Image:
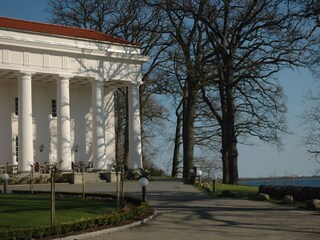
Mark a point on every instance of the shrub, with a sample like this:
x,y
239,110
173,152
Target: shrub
x,y
140,210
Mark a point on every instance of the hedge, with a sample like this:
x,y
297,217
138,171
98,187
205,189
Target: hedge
x,y
141,210
297,192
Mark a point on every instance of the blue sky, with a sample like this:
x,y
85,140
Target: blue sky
x,y
256,161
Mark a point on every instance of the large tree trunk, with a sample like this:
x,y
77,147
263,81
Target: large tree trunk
x,y
229,138
189,109
177,142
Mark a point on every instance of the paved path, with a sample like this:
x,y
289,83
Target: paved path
x,y
185,213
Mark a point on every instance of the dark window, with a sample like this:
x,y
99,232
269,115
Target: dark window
x,y
16,105
54,108
17,149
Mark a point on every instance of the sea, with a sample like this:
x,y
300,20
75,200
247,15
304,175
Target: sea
x,y
283,181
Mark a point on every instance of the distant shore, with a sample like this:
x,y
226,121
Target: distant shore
x,y
308,181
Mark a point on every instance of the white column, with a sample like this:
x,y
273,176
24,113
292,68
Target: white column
x,y
110,128
25,151
135,158
63,124
98,141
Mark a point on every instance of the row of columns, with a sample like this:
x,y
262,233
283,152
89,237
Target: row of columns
x,y
100,162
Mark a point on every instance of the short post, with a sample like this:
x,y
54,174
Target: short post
x,y
53,193
83,182
144,182
5,178
214,183
117,168
31,179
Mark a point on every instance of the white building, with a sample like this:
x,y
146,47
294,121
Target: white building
x,y
56,95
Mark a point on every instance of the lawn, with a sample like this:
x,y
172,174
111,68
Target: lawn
x,y
25,211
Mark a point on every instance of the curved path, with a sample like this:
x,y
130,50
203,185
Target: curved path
x,y
185,213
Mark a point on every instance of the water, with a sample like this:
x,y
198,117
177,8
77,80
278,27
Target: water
x,y
283,181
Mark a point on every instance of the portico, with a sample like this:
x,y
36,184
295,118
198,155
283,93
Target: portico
x,y
56,95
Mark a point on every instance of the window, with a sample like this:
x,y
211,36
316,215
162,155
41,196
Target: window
x,y
17,149
54,107
16,106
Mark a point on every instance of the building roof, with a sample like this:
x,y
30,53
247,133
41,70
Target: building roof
x,y
58,30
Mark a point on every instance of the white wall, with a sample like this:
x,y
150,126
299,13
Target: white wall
x,y
45,125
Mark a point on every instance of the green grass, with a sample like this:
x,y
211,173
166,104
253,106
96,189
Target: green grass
x,y
25,211
247,192
237,191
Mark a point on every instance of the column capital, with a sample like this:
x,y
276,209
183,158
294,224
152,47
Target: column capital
x,y
64,76
26,73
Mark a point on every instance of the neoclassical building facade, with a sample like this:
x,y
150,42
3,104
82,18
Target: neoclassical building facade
x,y
56,95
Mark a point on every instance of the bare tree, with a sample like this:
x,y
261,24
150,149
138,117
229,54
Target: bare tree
x,y
250,42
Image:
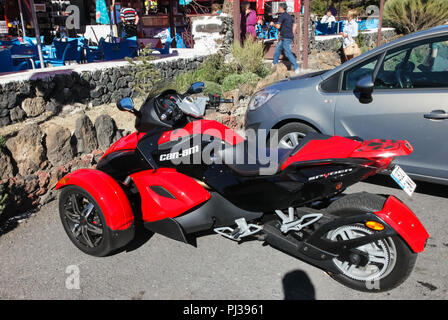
○ ○ ○
▶ [The task] Return each line above exactly; any pictures are to be skipped.

▶ [Exercise solution]
Image:
Mark a point on every instance of the shrub, with a sample like this:
x,y
239,110
173,152
Target: shrub
x,y
140,210
Mark a point on every instance of the hedge, with a sample like this:
x,y
297,217
138,171
98,187
205,189
Target: hedge
x,y
141,210
297,192
Mark a point on every instance of the blue sky, with a sample like this:
x,y
85,140
Target: blue sky
x,y
256,161
Mark a point on every instance of the large tree trunk, with a sample like this:
x,y
77,147
263,81
Target: large tree trunk
x,y
229,138
189,109
177,142
Mark a point on every instance of the paved path, with a sample like this:
x,y
289,83
Target: paved path
x,y
185,213
Mark a point on every instance of the dark window, with a sample like this:
x,y
99,232
269,115
Target: dark window
x,y
16,105
54,108
17,149
Mark a point on every instance of the sea, with a sample like this:
x,y
300,20
75,200
247,15
304,175
Target: sea
x,y
283,181
Mark a point on every instance of the distant shore, with a sample like this:
x,y
226,121
Target: distant shore
x,y
308,181
Mark a point on every instance of the white column, with a sample like this:
x,y
273,176
24,113
292,68
Target: white column
x,y
110,128
25,151
135,158
63,124
98,141
Mark a point on every instance of the row of columns, with a sample like this:
x,y
262,233
283,152
89,237
Target: row of columns
x,y
100,162
Mark a point on every instance of the short post, with a sample like this:
x,y
54,174
Target: short post
x,y
53,193
83,182
144,182
5,178
214,183
117,168
31,179
Mark a point on every instance of the white building, with a sample like this:
x,y
146,47
294,121
Target: white building
x,y
56,95
Mark a point on every instance of the lawn, with a sample like this:
x,y
172,174
111,68
Target: lawn
x,y
25,211
Mark a point on every instance of the curved path, with a sample like this:
x,y
130,50
203,185
Target: curved path
x,y
185,213
Mark a point on every instance of the water, with a sample like this:
x,y
198,117
177,8
77,80
278,27
Target: water
x,y
283,181
Mark a point on every instance of the portico, with a sample like this:
x,y
36,184
295,118
198,155
283,93
Target: portico
x,y
56,95
Mark a point on every instance of the window, with a sample like this:
x,y
211,36
316,215
162,155
41,196
Target: window
x,y
17,149
54,107
16,106
Mark a point on every instance of the building roof, with a sample like this:
x,y
30,53
247,133
41,70
Target: building roof
x,y
58,30
Mark a point on every instance of the white wall, with a sample like this:
x,y
150,126
299,13
Target: white wall
x,y
45,125
Mark a point on every instance of the green grass, with a sample like this:
x,y
211,173
166,104
253,106
96,189
Target: green grass
x,y
25,211
247,192
237,191
Mark a point on every instance of the column capital, with a sample like this:
x,y
276,209
183,158
294,224
152,47
Target: column capital
x,y
64,76
26,73
Mark a point on every instance of the neoclassical building facade, with a sample like this:
x,y
150,42
3,104
82,18
Target: neoclassical building facade
x,y
56,95
Mark a point on every instance of the bare tree, with a sample like this:
x,y
261,24
150,149
138,117
229,54
Target: bare tree
x,y
250,42
Image:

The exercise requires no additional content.